(Study text Opens)
14 GPU versions of QW-Simulator

Despite very fast progress in electromagnetic simulation software and hardware, the speed of simulations remains a crucial problem. We are in a situation of a never-ending demand. Faster simulations encourage engineers and researchers to try more complicated simulation scenarios and then put more pressure on speed requirements. The history of computer hardware of the last decade shows that there are limited possibilities of speeding up computer clocks. Instead, computer systems are evolving towards more complicated architectures and, in particular, to multi-processor and multi-core solutions.

Massively parallel computers were originally developed for specially demanding scientific tasks. They were very expensive and thus not widely accessible to engineers. Subsequently, market forces helped find a more economical solution for massive parallel architectures. The demand for very fast processing required in video games led to the development of graphic cards (GPUs) of massively parallel architecture. That multi-billion-dollar market drove the progress so fast that engineers started to envy their kids. They found that GPU processors could, in many cases, serve them better than even the most modern CPUs. Such a situation led to spontaneous efforts by many companies to develop their own simulation codes destined for specific graphic cards. On the other hand, there was also a constant progress in multi-processor CPUs. Multiprocessor CPUs entered the personal computer market and fast progress is also expected in this field.
(Study text Closes)
- [Problems and tasks]
**A.** From the text on GPU versions of QW-Simulator, list every sentence in the second paragraph that mentions CPUs.
**B.** Copy word for word the part of the text on GPU versions of QW-Simulator between "Despite very fast" and "and multi-core solutions.", inclusive.
(Data records Opens)
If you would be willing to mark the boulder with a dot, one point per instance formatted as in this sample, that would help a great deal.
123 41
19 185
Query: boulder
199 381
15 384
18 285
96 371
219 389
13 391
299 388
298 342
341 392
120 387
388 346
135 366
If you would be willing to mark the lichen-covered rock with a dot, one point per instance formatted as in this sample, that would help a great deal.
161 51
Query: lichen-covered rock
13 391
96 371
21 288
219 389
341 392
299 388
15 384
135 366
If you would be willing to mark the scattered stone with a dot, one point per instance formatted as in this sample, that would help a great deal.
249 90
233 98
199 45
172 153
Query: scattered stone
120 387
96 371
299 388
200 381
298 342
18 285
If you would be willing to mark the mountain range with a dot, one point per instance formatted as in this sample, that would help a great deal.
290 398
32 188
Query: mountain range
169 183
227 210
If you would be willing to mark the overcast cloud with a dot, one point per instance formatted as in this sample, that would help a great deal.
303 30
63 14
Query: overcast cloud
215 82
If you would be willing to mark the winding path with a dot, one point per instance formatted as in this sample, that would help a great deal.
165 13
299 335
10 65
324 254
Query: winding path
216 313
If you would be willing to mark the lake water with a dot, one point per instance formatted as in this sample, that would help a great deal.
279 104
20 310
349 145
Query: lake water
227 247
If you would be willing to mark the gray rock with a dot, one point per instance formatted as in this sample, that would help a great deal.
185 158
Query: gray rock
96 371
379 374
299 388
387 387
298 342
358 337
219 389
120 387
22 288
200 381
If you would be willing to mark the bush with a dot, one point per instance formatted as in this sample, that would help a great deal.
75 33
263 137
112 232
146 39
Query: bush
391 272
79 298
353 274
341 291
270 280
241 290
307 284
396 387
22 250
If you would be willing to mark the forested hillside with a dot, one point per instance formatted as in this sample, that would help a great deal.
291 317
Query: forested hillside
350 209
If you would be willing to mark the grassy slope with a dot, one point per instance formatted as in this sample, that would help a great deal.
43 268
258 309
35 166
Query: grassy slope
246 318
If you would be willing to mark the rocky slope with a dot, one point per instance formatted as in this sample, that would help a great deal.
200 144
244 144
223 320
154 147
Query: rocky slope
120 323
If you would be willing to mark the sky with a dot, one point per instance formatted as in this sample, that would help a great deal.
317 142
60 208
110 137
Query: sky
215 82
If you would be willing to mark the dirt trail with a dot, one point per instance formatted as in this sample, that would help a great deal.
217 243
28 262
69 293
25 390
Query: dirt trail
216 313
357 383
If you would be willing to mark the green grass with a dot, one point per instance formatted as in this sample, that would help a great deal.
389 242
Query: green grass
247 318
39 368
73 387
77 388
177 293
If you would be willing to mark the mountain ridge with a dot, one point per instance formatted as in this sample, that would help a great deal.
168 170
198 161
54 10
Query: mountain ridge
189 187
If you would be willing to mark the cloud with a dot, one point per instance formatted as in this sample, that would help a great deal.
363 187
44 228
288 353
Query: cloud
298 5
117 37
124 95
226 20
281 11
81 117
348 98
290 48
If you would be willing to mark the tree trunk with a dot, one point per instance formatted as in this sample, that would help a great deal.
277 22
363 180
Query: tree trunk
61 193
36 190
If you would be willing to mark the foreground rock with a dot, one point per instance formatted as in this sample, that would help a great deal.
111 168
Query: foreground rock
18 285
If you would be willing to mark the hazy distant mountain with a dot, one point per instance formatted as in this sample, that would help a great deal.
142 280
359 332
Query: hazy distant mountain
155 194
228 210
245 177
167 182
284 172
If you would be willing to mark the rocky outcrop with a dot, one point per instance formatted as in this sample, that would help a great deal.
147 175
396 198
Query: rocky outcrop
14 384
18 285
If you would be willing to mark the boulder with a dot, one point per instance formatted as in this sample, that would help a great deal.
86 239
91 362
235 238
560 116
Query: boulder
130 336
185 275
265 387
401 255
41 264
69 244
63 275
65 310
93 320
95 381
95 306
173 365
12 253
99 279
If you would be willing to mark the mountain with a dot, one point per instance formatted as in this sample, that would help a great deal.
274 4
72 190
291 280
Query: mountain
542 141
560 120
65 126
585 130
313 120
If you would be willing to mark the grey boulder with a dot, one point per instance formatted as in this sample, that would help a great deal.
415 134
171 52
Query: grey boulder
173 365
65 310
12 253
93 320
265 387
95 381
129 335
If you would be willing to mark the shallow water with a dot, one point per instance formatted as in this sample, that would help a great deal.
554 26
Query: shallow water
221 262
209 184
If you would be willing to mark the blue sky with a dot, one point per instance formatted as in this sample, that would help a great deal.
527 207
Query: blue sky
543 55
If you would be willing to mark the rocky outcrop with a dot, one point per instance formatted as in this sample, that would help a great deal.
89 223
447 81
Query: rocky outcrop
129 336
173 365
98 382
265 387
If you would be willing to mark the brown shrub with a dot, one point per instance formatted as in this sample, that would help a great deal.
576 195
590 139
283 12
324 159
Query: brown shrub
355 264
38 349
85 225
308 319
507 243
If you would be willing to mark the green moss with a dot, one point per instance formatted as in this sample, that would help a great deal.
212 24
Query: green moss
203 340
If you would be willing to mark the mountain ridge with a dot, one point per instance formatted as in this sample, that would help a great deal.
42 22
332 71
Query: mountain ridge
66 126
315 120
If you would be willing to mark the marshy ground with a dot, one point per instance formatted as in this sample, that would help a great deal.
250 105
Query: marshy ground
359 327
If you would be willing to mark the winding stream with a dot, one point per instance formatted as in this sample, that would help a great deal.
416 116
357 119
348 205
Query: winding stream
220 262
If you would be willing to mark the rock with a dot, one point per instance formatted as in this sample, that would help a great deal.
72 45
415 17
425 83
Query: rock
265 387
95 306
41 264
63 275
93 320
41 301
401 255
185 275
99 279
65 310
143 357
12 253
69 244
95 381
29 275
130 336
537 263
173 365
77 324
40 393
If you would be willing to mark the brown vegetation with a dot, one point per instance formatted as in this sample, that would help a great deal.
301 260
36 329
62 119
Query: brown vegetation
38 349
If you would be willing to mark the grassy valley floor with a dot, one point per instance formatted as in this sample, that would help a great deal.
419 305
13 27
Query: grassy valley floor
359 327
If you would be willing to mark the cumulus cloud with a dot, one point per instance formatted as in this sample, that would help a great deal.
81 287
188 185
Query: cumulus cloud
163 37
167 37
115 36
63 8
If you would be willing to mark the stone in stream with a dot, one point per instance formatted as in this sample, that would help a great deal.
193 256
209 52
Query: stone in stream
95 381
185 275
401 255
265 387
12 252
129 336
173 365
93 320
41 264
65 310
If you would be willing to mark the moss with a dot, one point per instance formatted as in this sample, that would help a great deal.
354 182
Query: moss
(Data records Closes)
- [Exercise results]
**A.**
- They found that GPU processors could, in many cases, serve them better than even the most modern CPUs.
- On the other hand, there was also a constant progress in multi-processor CPUs.
- Multiprocessor CPUs entered the personal computer market and fast progress is also expected in this field.

**B.**
Despite very fast progress in electromagnetic simulation software and hardware, the speed of simulations remains a crucial problem. We are in a situation of a never-ending demand. Faster simulations encourage engineers and researchers to try more complicated simulation scenarios and then put more pressure on speed requirements. The history of computer hardware of the last decade shows that there are limited possibilities of speeding up computer clocks. Instead, computer systems are evolving towards more complicated architectures and, in particular, to multi-processor and multi-core solutions.